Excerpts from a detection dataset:

>> begin

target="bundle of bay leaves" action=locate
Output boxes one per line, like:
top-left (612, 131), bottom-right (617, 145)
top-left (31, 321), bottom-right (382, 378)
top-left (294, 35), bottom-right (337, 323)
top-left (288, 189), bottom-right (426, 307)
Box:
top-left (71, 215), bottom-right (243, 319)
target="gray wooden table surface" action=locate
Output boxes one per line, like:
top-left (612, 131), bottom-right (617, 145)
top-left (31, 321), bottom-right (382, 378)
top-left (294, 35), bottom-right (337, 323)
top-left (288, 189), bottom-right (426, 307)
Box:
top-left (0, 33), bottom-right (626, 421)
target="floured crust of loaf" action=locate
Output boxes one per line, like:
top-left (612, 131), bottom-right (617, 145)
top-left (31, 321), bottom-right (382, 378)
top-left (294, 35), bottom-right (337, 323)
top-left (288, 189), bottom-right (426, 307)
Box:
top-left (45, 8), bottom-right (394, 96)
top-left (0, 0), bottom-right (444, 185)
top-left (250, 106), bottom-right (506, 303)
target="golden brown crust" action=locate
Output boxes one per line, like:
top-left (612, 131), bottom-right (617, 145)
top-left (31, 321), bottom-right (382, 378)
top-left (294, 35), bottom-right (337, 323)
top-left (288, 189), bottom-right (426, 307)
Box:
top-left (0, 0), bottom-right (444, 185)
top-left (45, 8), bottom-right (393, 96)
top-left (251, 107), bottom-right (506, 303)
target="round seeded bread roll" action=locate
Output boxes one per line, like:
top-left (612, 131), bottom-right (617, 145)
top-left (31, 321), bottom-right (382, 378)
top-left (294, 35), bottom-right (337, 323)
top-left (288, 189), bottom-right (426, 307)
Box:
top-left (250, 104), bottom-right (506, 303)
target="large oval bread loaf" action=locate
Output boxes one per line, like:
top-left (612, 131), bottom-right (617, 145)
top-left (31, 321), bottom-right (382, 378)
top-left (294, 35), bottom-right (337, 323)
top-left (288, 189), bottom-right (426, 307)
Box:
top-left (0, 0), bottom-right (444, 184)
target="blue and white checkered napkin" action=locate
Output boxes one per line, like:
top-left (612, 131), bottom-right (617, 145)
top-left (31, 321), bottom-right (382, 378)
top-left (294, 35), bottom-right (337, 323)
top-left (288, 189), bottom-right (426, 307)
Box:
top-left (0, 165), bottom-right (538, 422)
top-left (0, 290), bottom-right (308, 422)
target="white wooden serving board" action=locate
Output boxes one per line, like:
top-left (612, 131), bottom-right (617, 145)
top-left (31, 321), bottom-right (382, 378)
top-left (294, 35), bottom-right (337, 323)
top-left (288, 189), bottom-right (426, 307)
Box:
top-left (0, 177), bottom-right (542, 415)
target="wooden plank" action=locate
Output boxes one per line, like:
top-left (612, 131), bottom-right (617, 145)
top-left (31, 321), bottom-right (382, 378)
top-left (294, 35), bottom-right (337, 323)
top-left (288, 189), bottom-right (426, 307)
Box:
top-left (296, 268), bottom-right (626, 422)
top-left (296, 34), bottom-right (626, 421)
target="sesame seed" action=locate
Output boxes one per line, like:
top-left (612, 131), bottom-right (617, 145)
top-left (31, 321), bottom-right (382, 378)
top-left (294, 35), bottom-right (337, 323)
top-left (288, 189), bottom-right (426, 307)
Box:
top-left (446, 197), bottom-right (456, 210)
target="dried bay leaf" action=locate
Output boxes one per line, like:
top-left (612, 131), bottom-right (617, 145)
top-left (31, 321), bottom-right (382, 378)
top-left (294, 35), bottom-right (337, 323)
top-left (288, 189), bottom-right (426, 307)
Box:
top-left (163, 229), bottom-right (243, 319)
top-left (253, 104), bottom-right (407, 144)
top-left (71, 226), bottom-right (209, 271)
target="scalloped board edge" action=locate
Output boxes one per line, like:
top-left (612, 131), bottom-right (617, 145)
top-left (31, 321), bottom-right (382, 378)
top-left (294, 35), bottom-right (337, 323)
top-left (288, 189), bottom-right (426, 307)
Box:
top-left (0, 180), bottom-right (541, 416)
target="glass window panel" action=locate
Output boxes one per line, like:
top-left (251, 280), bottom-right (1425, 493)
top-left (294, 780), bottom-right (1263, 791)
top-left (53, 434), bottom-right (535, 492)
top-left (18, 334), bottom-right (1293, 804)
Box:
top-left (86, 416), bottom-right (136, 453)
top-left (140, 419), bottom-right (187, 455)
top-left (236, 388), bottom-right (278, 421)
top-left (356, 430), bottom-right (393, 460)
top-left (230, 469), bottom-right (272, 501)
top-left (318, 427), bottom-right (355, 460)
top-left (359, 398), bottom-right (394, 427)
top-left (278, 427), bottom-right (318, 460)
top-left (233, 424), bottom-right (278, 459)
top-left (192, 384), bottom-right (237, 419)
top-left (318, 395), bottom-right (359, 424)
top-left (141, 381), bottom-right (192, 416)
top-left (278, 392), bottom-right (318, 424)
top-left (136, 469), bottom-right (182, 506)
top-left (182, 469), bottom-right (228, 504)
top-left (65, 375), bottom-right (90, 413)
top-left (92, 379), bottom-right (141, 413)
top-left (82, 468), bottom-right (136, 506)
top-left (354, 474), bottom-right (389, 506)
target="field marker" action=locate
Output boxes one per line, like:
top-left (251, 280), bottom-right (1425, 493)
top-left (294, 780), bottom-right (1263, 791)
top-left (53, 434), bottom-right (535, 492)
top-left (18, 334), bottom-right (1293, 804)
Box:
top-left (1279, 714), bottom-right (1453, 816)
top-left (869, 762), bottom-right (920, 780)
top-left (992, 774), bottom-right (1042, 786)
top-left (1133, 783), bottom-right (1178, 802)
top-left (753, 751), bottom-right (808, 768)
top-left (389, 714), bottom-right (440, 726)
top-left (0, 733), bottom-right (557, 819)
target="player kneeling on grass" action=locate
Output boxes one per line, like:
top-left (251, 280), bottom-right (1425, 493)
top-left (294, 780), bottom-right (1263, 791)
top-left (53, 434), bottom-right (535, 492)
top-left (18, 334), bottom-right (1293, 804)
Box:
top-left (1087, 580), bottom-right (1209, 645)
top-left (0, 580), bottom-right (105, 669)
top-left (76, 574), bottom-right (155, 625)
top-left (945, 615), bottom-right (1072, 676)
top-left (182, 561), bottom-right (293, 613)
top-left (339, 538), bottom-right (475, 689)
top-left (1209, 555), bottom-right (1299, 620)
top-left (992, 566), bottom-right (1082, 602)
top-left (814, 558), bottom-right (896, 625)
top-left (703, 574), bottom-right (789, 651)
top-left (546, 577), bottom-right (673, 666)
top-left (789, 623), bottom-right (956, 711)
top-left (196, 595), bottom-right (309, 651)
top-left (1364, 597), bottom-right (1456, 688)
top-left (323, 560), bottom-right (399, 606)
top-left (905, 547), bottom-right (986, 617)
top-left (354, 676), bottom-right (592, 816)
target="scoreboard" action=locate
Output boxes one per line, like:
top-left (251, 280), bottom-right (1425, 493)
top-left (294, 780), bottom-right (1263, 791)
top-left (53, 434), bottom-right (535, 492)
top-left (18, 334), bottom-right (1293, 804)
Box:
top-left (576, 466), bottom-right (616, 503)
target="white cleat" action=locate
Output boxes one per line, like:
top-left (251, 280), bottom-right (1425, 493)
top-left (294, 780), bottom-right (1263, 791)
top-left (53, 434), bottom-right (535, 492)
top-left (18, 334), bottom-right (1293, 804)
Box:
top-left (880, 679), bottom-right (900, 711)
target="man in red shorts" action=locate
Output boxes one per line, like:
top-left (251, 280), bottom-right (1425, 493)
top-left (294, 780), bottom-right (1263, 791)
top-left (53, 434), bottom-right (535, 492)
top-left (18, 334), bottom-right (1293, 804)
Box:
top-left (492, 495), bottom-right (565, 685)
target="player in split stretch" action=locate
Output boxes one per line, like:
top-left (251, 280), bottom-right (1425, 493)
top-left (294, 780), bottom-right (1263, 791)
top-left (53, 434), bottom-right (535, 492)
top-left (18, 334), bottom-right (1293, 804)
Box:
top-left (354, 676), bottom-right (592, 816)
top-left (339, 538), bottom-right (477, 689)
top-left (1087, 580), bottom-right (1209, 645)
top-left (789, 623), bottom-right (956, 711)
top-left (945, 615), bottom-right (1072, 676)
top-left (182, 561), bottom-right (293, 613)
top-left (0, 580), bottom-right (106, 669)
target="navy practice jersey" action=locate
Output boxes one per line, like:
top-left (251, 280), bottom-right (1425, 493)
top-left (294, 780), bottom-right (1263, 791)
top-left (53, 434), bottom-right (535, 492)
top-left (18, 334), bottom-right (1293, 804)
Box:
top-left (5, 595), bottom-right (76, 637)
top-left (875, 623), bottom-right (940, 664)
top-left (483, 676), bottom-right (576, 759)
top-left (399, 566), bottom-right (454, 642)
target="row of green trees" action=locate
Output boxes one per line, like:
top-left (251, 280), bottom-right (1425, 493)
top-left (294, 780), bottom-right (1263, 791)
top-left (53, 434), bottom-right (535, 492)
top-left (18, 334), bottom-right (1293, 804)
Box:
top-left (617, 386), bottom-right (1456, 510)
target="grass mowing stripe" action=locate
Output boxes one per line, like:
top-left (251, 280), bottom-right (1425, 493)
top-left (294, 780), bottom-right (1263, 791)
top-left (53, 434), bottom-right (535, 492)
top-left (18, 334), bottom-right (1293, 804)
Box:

>> end

What to produce:
Show each line in the rows above that contains the string "wooden", reproducing every such line in full.

Solution to this task:
target="gray wooden table surface" action=locate
target="white wooden serving board" action=locate
target="wooden plank" action=locate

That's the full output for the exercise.